*Task brief:* Set down every record once more, exactly as given.

*Supplied information:*

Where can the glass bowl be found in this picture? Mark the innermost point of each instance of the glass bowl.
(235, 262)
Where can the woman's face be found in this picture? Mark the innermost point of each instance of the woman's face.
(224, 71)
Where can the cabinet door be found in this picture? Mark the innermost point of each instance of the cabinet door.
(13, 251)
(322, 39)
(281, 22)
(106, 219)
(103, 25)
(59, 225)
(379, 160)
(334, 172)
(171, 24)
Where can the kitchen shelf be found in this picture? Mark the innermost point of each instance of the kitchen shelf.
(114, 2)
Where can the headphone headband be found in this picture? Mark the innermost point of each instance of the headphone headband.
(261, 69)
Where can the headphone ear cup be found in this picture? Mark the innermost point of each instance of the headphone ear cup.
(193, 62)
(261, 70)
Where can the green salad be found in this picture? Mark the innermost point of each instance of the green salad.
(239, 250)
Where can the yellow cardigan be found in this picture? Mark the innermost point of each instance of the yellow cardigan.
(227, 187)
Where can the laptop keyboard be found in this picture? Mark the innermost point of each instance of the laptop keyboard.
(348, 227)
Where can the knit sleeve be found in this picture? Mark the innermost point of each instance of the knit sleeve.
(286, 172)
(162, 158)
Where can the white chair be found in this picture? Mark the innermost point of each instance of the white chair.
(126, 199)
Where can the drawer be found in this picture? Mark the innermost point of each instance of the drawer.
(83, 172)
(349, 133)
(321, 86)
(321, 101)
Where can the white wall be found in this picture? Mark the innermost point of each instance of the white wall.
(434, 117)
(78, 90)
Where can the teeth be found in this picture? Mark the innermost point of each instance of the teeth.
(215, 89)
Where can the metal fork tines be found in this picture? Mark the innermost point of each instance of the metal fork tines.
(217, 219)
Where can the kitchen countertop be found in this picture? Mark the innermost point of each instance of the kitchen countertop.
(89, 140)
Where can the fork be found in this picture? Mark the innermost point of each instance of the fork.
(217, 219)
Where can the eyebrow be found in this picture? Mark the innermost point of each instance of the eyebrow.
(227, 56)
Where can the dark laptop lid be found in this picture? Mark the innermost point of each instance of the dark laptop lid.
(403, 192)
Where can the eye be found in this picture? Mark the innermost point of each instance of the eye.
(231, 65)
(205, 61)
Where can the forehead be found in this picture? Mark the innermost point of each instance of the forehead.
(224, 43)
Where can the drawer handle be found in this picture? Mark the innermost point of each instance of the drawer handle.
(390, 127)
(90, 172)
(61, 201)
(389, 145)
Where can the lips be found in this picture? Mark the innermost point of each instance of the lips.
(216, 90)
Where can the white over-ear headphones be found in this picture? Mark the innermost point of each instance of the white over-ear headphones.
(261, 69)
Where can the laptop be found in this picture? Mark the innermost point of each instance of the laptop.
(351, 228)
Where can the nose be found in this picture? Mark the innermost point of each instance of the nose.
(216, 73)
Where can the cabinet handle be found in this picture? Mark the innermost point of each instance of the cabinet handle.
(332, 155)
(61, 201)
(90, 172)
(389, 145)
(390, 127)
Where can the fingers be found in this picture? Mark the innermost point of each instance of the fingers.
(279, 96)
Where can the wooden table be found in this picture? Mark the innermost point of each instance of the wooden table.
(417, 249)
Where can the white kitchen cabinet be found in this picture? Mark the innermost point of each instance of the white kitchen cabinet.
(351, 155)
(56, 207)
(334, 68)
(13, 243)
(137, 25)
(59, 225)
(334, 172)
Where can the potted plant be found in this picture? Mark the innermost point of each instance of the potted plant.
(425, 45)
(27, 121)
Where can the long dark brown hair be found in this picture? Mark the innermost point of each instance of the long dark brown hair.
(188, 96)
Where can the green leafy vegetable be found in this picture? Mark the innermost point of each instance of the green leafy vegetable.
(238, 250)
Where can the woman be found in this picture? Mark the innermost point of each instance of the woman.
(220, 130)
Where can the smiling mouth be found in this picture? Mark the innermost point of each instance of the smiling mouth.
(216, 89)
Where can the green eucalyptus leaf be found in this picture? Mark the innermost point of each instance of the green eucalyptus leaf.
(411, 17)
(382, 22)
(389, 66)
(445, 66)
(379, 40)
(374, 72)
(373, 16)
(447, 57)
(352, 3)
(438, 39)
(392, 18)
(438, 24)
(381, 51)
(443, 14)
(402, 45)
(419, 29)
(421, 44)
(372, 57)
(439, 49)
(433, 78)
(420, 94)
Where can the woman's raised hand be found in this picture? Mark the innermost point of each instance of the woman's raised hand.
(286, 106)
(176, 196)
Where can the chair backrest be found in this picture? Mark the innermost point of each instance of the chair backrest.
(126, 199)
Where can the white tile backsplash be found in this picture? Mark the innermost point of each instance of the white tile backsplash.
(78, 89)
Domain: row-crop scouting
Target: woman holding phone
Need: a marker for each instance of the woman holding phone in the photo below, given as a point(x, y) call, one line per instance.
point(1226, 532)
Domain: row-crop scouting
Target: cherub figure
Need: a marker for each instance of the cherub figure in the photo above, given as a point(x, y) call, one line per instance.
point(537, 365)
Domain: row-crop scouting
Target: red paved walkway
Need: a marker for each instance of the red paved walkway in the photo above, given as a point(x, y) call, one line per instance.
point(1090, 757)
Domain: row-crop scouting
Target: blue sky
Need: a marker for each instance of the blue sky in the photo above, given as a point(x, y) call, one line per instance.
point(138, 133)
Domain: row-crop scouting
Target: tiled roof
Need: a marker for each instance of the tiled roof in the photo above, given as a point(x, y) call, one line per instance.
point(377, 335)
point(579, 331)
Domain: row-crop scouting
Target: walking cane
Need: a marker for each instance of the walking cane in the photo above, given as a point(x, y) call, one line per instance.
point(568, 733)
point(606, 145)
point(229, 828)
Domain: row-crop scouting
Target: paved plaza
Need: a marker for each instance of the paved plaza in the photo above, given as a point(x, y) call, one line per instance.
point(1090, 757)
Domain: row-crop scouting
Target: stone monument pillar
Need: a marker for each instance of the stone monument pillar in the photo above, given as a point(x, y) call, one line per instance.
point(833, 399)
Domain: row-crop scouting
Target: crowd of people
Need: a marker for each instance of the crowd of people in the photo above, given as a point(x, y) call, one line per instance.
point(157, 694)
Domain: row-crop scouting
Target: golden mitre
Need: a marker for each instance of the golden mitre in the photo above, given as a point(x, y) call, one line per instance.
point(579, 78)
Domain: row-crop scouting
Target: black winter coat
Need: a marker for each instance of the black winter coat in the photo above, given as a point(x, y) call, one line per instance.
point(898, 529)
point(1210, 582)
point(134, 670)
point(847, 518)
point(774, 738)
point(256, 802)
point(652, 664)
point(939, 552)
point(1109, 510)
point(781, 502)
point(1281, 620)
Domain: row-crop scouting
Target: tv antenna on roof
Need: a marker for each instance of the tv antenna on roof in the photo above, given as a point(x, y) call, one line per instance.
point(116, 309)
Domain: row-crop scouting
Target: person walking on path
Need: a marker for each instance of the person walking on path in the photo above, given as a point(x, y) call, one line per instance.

*Problem solution:*
Where can the glass bowl be found in this picture? Mark the innermost point of each instance of the glass bowl.
(235, 262)
Where can the woman's face be found in this picture? Mark the innermost point of each instance of the woman's face.
(224, 71)
Where can the cabinet door be found in this picture? Mark the innermost point of each instance of the cabinet door.
(13, 251)
(322, 39)
(281, 22)
(106, 219)
(103, 25)
(59, 225)
(379, 160)
(334, 172)
(171, 24)
Where can the kitchen shelf be found in this picture? Mark the innermost point of each instance of the kitchen shelf.
(114, 2)
Where can the headphone headband be found in this picture? Mark the innermost point of each instance of the headphone headband.
(261, 69)
Where can the headphone ear cup be found in this picture? Mark the innermost point of each instance of the headphone ear cup.
(193, 62)
(261, 70)
Where can the green salad be found in this picture? Mark the innermost point of each instance of the green salad.
(239, 250)
Where can the yellow cardigan be found in this picture? Mark the innermost point of each instance of the yellow cardigan.
(227, 187)
Where can the laptop keyboard be found in this picture? Mark the innermost point of each instance of the laptop keyboard.
(348, 227)
Where can the knit sleeve be found in this picture? Mark the innermost point of each instance of the knit sleeve.
(286, 172)
(162, 158)
Where can the white chair be found in this picture? Mark the innermost point of each instance of the white chair.
(126, 199)
Where can the drawer be found in this picture? Mark the innermost point of each instance of the drawer.
(83, 172)
(349, 133)
(321, 86)
(321, 101)
Where can the white wall be found in this picture? Mark the innermost point of each instance of the white wall.
(434, 117)
(78, 90)
Where can the teeth be found in this picture? Mark the innermost point of each instance of the teeth.
(215, 89)
Where can the metal fork tines be found in this picture? Mark the innermost point of each instance of the metal fork tines.
(217, 219)
Where can the kitchen countertop be found in this picture? Mark the innermost point of each instance of the kitchen countertop.
(89, 140)
Where can the fork be found in this picture? Mark the innermost point of each instance of the fork.
(217, 219)
Where can the eyebrow be found in this picture? Mark the innermost point of each instance of the eyebrow.
(227, 56)
Where can the dark laptop lid be found in this picture? Mark the innermost point of each instance of the dark laptop lid.
(403, 192)
Where can the eye be found in this picture? Mark the innermost point of each instance of the eye.
(231, 65)
(205, 61)
Where can the forehead be found in this picture? Mark the innermost point of each instance of the forehead.
(224, 43)
Where can the drawer handle be found in this picture? Mark the innermost point of each instance of the drawer handle.
(390, 127)
(90, 172)
(61, 201)
(389, 145)
Where can the lips be found in this picture? Mark the innermost point of each instance of the lips.
(216, 90)
Where can the white over-ear headphones be found in this picture? Mark the innermost point of each instance of the white over-ear headphones.
(261, 69)
Where can the laptop be found in this picture? Mark the innermost point of each instance of the laptop.
(351, 228)
Where can the nose be found in this picture? Mark the innermost point of each instance of the nose.
(216, 73)
Where can the cabinet handle be found in this picture? Mark the innermost point of each instance of the cabinet handle.
(332, 155)
(61, 201)
(90, 172)
(389, 145)
(390, 127)
Where can the fingers be found in this picture? Mark the innermost point of each instance of the fingers.
(279, 96)
Where can the wooden table be found in this picture? Mark the innermost point of each instance of the wooden table.
(417, 249)
Where can the white kitchen cabinet be found in this picture? Mark the innermost point of each instance of the white kitchen cabinet.
(351, 155)
(56, 207)
(334, 68)
(13, 243)
(137, 25)
(59, 225)
(334, 172)
Where can the potted plant be found in this picture? Mark the innermost point of each instance of the potted plant.
(425, 45)
(27, 121)
Where can the long dark brown hair be found in this picture? Mark the innermost point of each instance of the long dark brown hair.
(188, 96)
Where can the green leafy vegetable be found in this picture? Mark the innermost point of each instance of the green leafy vegetable.
(238, 250)
Where can the woman be found in this picture? Mark the innermost point of each instance of the woman.
(220, 130)
Where can the smiling mouth be found in this picture? Mark the innermost point of each instance of the smiling mouth.
(216, 89)
Where can the green eucalyptus leaf be found in this picture? Mark the innermost point of each instance of the green eucalyptus leaf.
(411, 17)
(382, 22)
(389, 66)
(445, 66)
(379, 40)
(374, 72)
(373, 16)
(447, 57)
(352, 3)
(438, 39)
(392, 18)
(438, 24)
(381, 51)
(443, 14)
(402, 45)
(419, 29)
(421, 44)
(372, 57)
(439, 49)
(433, 78)
(420, 94)
Where can the woman's raised hand be found in this picture? Mark the innermost point of each instance of the woman's raised hand.
(286, 106)
(176, 196)
Where can the chair backrest be found in this picture? Mark the innermost point of each instance of the chair backrest.
(126, 199)
Where can the white tile backsplash be found in this picture? Mark the innermost point of each instance of the white tile backsplash.
(78, 89)
Domain: row-crop scouting
Target: woman holding phone
Need: a marker for each instance of the woman holding phone in the photo below, given as a point(x, y) call, one line per instance.
point(1226, 532)
Domain: row-crop scouting
Target: cherub figure
Need: a marker for each instance of the cherub figure in the photo above, given as a point(x, y) call, one line per instance.
point(537, 365)
Domain: row-crop scouting
Target: red paved walkway
Need: a marker for each instance of the red paved walkway in the photo above, given as a point(x, y) call, one line per instance.
point(1090, 757)
Domain: row-crop scouting
Target: blue sky
Need: a marker for each instance of the blue sky in the photo above, given as a point(x, y) call, one line per instance.
point(138, 133)
Domain: row-crop scouting
Target: tiled roof
Need: a marker for each instance of the tiled roof in the photo above, given as a point(x, y) call, one line per instance.
point(377, 335)
point(579, 331)
Domain: row-crop scouting
Target: walking cane
Need: a marker for each instance of the walking cane in the photo above, given as a point(x, y) call, one line per instance.
point(568, 733)
point(606, 145)
point(229, 828)
Domain: row-crop scouting
Target: paved plaza
Need: a marker for each instance of the paved plaza in the photo above, given as a point(x, y) call, one line per instance.
point(1090, 757)
Domain: row-crop scouting
Target: stone monument pillar
Need: a marker for each instance of the stone monument pillar in the photo above, given as a point(x, y) call, one line per instance.
point(833, 399)
Domain: row-crop scouting
Target: crowd of people
Need: a marker for each instance of the crowd of people in the photo above, given as a point(x, y) call, one line per instance.
point(157, 694)
Domain: row-crop scouting
Target: golden mitre
Need: a marker for each instance of the golden mitre in the photo above, given as a point(x, y) call, one line per instance.
point(579, 78)
Domain: row-crop scouting
Target: black winter coat
Need: a marker for each instance of the black winter coat in the photo above, given as a point(x, y) call, one line per instance.
point(898, 529)
point(1210, 582)
point(134, 670)
point(847, 518)
point(774, 738)
point(256, 802)
point(652, 664)
point(939, 552)
point(1109, 510)
point(781, 502)
point(1281, 620)
Domain: row-crop scouting
Target: tv antenna on roof
Need: a marker for each instance of the tv antenna on roof in the photo above, given as a point(x, y) call, one line per instance.
point(116, 309)
Domain: row-crop scouting
Target: person walking on path
Need: a marker for each instance of the person walking on path in the photo above, given as a point(x, y) call, one line per instance.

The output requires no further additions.